— Your assignment —
Each line below that holds the word "follow" counts once; state the total number of such lines and nothing else.

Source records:
-- -- --

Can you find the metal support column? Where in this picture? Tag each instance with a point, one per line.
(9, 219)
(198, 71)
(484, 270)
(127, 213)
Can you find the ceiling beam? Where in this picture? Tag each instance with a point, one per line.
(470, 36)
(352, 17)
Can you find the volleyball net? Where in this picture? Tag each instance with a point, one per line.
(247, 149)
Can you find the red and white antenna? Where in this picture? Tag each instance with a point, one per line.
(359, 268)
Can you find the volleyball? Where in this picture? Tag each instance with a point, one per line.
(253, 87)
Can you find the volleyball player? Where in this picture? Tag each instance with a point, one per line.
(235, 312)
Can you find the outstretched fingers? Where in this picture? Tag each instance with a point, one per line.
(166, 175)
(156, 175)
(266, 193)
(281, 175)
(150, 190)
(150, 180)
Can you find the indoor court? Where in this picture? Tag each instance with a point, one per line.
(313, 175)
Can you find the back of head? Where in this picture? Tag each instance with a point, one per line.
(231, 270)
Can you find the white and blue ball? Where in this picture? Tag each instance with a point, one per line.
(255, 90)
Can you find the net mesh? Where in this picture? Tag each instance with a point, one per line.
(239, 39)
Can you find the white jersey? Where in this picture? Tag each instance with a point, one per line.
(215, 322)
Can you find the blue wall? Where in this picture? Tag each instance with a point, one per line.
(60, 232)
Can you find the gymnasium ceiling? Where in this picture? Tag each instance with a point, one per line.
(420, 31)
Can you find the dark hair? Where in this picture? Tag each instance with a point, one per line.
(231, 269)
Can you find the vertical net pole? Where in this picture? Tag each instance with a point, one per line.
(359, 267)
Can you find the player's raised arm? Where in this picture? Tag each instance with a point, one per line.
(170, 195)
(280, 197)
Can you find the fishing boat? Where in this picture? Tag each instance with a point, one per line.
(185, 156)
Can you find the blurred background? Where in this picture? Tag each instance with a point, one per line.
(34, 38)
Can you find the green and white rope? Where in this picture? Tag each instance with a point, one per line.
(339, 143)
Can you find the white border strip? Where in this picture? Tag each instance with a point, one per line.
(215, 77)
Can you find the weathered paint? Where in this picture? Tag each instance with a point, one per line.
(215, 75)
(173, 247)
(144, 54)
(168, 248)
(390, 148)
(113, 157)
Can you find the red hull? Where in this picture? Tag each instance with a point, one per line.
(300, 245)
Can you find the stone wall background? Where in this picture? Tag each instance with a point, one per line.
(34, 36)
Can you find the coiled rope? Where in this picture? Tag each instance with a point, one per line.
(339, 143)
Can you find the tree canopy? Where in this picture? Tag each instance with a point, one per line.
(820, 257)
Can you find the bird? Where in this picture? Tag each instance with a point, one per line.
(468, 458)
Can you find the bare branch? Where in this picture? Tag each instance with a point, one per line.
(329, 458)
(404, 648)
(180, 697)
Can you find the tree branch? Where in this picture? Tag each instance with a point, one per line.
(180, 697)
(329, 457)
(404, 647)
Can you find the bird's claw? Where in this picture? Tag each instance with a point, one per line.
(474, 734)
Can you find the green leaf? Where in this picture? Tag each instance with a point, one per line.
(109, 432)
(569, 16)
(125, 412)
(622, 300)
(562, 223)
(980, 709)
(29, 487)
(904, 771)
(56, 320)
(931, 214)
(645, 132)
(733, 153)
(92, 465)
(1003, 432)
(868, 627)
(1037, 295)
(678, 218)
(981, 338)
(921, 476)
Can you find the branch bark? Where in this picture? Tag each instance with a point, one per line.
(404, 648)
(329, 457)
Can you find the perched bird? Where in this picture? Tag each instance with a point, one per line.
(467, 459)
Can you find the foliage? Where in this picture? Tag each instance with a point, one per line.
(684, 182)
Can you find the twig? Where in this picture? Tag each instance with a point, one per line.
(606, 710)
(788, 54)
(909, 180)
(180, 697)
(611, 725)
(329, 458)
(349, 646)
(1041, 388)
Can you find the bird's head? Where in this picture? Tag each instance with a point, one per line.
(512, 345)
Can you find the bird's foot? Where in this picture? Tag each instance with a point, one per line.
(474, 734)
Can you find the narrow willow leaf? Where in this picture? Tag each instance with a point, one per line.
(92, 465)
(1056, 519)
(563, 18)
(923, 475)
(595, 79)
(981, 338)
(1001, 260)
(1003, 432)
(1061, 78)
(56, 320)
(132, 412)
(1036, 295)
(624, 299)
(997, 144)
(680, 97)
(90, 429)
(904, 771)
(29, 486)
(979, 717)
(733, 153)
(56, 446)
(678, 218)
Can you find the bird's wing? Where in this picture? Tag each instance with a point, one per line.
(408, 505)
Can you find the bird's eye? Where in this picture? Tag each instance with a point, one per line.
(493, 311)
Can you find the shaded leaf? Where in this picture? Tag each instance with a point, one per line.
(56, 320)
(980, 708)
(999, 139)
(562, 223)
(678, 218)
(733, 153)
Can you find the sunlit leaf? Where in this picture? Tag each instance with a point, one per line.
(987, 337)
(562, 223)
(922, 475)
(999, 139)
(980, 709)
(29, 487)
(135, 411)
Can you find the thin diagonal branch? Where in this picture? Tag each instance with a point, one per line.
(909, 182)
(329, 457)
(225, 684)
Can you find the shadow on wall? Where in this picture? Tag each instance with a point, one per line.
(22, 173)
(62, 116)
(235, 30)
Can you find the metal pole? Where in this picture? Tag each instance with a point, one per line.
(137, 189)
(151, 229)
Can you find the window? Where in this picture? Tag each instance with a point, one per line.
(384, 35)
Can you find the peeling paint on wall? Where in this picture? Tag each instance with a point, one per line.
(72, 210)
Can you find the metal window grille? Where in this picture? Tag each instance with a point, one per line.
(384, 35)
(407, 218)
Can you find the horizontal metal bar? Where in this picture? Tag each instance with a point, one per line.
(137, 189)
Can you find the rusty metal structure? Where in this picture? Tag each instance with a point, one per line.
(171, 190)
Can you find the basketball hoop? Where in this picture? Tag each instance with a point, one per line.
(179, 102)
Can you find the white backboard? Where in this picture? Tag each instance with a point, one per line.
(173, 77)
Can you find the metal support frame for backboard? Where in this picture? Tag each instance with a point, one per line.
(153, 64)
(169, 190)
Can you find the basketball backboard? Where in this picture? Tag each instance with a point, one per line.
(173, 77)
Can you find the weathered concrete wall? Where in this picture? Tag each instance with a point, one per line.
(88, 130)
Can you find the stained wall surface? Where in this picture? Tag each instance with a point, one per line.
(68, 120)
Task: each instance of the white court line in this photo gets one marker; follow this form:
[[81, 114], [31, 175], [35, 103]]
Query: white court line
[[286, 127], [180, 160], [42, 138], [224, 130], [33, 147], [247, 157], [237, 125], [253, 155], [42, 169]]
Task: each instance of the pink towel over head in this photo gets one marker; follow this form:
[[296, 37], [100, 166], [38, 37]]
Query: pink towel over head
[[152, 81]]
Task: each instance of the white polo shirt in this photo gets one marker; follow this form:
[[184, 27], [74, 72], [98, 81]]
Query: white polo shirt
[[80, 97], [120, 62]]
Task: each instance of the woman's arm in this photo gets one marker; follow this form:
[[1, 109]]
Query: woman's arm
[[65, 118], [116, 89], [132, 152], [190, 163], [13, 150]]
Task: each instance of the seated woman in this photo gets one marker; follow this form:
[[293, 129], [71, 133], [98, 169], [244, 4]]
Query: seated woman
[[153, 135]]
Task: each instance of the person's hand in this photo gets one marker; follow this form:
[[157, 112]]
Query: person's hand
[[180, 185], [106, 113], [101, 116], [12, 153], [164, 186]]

-- -- --

— Result of the task —
6